--- START OF Source document ---
Cutting to Peace: An Advent Reflection
Blog last updated: Wednesday, Dec. 3, 2025 at 9:30 a.m.
The word that Isaiah son of Amoz saw concerning Judah and Jerusalem. In days to come the mountain of the Lord’s house shall be established as the highest of the mountains and shall be raised above the hills; all the nations shall stream to it. Many peoples shall come and say, “Come, let us go up to the mountain of the Lord, to the house of the God of Jacob, that he may teach us his ways and that we may walk in his paths.” For out of Zion shall go forth instruction and the word of the Lord from Jerusalem. He shall judge between the nations and shall arbitrate for many peoples; they shall beat their swords into plowshares and their spears into pruning hooks; nation shall not lift up sword against nation; neither shall they learn war any more. O house of Jacob, come, let us walk in the light of the Lord!” —Isaiah 2:1-5 (NRSVue)
During this first week of Advent, I've been spending a significant amount of time contemplating what it means to find and be at peace.
As part of my daily prayer routine, I often pray the prayer of St. Francis of Assisi. I'm sure you know it. It begins, "Lord, make me an instrument of thy peace." A noble charge, but what does it mean to be an instrument of peace in today’s world?
I’ve often thought of peace as a future ideal, something utopian and noninstrumental. It’s an outcome, not an agent. It's not only an absence of conflict or tension, but of any undertaking. It's found in meditation. In staying still. In silence and in ceasing activity. It's something that comes after time and with space. We are working toward peace. It is a goal for some time, but certainly not a task for now.
This understanding makes the idea of being an instrument of thy peace seem like a censure or a stopping. So I ask myself, how can I be an instrument—a tool of active use—for something that requires me to cease? It's like being asked to build stillness, to manufacture silence, or to construct the absence of activity. The very nature of being instrumental suggests action, movement, and engagement with the world, not withdrawal.
When it comes to Christ, the Prince of Peace, while he did tell people to stop some things and did withdraw—you know, there are the passages about do not worry (Matthew 6:34), do not judge (Matthew 7:1), and go and sin no more (John 8:11)—I would argue he was more a man of redefinition rather than censure.
--- END OF Source document ---
# Set tasks
1. According to the Advent reflection, what prayer does the writer often pray as part of a daily prayer routine?
2. Write out the passage of the Advent reflection between "As part of my" and "task for now.", inclusive.
3. Extend the Advent reflection on peace, picking up after its last sentence.
--- START OF Information supplied ---
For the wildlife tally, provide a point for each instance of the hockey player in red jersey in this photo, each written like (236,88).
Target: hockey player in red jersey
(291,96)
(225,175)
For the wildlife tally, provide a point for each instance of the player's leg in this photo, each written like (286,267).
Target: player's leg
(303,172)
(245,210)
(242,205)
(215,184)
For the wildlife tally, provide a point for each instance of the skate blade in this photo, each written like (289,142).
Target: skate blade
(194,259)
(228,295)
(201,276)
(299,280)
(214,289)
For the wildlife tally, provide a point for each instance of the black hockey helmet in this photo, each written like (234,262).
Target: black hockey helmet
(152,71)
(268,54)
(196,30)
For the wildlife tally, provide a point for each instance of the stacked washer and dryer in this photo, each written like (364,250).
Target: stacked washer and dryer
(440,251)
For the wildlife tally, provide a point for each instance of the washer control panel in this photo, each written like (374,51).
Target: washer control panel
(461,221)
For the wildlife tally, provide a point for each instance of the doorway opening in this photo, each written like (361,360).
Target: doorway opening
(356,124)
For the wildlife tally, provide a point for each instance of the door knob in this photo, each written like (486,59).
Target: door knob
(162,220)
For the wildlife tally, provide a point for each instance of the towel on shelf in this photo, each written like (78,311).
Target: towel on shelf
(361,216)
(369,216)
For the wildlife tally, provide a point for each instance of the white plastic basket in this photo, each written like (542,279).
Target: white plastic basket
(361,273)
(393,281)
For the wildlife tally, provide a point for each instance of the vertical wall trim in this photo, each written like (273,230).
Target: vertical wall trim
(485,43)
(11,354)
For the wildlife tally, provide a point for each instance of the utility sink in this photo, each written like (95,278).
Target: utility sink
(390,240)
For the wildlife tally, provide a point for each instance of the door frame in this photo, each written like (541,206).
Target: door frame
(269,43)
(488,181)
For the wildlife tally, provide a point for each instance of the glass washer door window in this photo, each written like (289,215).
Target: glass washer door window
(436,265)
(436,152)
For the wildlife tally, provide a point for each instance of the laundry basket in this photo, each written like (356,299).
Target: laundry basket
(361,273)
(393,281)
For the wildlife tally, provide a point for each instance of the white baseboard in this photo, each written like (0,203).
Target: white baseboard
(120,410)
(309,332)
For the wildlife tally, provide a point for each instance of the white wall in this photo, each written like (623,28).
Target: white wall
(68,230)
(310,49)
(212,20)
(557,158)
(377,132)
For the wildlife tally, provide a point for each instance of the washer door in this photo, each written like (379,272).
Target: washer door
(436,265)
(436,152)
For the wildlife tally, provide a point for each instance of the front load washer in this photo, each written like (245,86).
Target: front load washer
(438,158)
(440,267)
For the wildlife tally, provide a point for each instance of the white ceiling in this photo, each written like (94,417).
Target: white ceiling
--- END OF Information supplied ---
# Responses to the tasks
1. The prayer of St. Francis of Assisi.

2.
As part of my daily prayer routine, I often pray the prayer of St. Francis of Assisi. I'm sure you know it. It begins, "Lord, make me an instrument of thy peace." A noble charge, but what does it mean to be an instrument of peace in today’s world?
I’ve often thought of peace as a future ideal, something utopian and noninstrumental. It’s an outcome, not an agent. It's not only an absence of conflict or tension, but of any undertaking. It's found in meditation. In staying still. In silence and in ceasing activity. It's something that comes after time and with space. We are working toward peace. It is a goal for some time, but certainly not a task for now.

3.
His first miracle was quite literally to keep the party going. He took water and jars used for purification, a serious activity in Jewish customs, and said (I’m interpreting now), you know what, sometimes the purest thing, that thing that really makes us the most holy, is to find joy, to rejoice, and to celebrate. Spoiler alert: he ends up turning the water in these jars into the finest of party wines.
He then goes on to touch people who, by the day's standards, shouldn't be touched. He welcomes people whom religious and government leaders would say shouldn't be welcomed.
When people bring little kids to Jesus to be prayed over and healed, and the disciples try to stop them, what does Jesus say? "Let the little children come to me, and do not hinder them, for the kingdom of heaven belongs to such as these" (Matthew 19:14).
In parable after parable, he too redefines who neighbors are and what inclusion in the Kingdom of God looks like. Then he is eventually murdered on a cross, a Roman tool of execution, and ends up turning this state-sanctioned torture device into something life-giving.
This pattern of redemptive redefinition runs throughout Christ's ministry. He doesn't reject the world and its tools; he transforms them. And this is where Isaiah's vision becomes not just poetic, but practically revolutionary.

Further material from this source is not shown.